**TASK DESCRIPTION**
Begin at the line containing "From the provided photo, locate every instance of latex" in the data below and go on through the line containing "From the provided photo, locate every instance of jacket", repeating each line exactly; include both ends and no other line.

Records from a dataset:

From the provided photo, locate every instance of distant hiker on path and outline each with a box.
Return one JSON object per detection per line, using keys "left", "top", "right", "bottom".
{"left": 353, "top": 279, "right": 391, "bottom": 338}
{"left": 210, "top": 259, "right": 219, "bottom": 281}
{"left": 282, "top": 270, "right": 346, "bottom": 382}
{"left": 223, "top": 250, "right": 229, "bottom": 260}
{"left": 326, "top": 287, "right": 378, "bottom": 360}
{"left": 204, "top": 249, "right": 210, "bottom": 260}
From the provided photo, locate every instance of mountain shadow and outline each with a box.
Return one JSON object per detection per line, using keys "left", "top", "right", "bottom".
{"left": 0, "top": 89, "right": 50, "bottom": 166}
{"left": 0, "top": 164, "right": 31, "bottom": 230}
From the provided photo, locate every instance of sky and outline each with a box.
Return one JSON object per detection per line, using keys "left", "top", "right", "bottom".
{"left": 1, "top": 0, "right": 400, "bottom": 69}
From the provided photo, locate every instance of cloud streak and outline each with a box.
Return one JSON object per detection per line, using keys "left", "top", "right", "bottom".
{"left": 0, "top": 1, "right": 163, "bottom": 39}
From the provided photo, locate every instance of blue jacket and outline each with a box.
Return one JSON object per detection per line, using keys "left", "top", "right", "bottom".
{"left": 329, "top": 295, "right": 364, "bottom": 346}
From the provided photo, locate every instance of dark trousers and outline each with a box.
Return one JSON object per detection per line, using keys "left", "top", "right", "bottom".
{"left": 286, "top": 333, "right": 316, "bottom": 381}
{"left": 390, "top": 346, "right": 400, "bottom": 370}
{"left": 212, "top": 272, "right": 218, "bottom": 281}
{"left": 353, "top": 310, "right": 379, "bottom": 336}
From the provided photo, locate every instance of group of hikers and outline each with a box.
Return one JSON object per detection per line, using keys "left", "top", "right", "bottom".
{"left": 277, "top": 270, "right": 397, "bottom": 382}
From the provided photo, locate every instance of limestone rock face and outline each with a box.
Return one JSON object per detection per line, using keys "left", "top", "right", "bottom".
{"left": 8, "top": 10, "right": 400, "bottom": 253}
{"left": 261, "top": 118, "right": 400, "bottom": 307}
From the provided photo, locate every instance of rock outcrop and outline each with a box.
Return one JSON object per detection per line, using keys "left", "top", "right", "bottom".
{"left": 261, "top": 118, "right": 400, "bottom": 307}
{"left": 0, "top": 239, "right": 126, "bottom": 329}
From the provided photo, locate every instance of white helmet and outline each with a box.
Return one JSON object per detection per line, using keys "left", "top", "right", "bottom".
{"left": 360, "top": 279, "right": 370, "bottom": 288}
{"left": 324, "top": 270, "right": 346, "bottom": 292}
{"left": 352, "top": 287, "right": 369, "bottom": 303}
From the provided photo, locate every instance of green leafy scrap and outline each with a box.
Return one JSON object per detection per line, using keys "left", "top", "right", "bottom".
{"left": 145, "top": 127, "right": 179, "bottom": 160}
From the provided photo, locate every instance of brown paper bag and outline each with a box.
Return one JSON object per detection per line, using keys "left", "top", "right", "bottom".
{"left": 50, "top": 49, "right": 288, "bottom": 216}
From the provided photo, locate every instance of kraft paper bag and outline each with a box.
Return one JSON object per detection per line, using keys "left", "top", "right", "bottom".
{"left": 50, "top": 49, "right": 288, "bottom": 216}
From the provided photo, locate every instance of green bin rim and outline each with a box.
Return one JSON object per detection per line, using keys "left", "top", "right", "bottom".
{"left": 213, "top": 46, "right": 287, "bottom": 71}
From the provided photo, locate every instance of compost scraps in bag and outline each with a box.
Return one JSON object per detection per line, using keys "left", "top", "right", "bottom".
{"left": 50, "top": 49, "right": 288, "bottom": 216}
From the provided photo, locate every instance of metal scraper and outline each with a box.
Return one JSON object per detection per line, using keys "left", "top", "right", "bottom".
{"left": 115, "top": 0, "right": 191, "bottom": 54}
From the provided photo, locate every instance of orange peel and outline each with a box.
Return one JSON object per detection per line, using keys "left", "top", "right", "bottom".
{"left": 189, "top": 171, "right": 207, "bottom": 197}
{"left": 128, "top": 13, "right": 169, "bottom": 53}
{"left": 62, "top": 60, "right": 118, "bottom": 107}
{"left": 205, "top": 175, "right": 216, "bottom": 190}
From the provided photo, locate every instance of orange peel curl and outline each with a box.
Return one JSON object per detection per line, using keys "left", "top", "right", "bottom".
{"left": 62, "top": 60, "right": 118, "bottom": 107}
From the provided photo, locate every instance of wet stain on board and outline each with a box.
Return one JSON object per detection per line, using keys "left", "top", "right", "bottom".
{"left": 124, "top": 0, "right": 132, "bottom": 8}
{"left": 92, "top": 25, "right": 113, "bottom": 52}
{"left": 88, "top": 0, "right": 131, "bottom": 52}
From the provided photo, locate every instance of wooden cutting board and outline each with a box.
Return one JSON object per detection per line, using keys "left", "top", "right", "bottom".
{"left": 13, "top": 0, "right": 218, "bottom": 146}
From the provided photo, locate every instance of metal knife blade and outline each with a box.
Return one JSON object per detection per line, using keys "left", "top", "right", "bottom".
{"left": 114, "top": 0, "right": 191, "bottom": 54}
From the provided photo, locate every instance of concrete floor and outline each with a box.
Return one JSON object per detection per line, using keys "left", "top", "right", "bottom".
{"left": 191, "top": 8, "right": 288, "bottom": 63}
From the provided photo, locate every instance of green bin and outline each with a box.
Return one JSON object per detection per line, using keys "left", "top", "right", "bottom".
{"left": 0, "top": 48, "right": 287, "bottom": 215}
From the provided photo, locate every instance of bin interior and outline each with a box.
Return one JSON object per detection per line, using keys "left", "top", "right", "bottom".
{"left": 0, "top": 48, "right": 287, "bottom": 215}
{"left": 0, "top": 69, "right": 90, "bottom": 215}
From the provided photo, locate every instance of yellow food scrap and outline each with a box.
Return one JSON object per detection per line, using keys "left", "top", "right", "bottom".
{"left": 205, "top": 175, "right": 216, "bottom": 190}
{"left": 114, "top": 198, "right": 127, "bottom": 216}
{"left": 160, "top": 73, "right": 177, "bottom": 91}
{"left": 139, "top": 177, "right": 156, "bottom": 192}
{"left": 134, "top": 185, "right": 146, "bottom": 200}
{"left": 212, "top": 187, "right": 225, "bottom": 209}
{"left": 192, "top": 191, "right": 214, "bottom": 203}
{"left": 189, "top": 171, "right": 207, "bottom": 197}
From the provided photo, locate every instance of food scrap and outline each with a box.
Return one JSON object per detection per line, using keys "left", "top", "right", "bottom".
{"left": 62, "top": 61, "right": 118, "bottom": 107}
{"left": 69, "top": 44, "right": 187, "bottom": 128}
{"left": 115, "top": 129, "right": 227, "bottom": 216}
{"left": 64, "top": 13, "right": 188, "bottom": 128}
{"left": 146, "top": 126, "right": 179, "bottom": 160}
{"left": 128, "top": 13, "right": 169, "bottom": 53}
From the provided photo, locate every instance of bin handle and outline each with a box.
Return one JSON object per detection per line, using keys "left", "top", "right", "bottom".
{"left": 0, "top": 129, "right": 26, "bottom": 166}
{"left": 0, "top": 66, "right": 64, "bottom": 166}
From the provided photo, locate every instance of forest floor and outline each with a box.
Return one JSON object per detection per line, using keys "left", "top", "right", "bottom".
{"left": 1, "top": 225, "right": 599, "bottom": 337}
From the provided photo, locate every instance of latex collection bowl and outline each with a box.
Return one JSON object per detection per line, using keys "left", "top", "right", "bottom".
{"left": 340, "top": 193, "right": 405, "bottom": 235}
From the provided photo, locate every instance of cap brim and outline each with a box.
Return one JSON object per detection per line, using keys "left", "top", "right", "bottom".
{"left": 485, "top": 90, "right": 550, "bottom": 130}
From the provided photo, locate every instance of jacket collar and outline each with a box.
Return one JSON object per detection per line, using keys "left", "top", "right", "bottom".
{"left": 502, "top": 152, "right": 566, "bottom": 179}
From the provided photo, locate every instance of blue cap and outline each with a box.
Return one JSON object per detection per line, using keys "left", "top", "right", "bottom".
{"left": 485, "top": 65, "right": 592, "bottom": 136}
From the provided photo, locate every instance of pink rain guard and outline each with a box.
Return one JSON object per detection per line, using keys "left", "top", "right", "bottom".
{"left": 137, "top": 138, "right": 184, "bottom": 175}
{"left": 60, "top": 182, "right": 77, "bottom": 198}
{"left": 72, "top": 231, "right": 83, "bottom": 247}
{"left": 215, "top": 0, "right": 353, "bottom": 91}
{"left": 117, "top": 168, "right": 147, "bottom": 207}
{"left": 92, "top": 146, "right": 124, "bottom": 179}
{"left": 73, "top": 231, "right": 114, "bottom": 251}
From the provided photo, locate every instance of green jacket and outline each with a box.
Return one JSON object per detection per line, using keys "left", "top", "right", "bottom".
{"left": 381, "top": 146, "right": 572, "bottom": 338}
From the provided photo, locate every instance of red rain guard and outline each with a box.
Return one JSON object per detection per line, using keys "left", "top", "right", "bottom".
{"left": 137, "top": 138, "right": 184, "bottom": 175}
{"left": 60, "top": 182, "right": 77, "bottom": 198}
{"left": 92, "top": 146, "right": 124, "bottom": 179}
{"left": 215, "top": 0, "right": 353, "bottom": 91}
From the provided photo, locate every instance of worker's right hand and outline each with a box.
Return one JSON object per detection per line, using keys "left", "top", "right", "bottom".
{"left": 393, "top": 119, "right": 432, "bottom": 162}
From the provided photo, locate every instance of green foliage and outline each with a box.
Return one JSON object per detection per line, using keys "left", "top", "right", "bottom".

**SOLUTION FOR THIS EXERCISE**
From the provided photo, locate every instance of latex collection bowl and outline each with a box.
Return one JSON object per detection per line, using keys "left", "top", "right", "bottom".
{"left": 340, "top": 193, "right": 405, "bottom": 235}
From the provided photo, locate every instance of cap brim and outline each with a box.
Return one JSON object per detection per line, using keys "left", "top", "right", "bottom".
{"left": 485, "top": 90, "right": 550, "bottom": 130}
From the provided photo, locate every instance of jacket collar and outline each with a box.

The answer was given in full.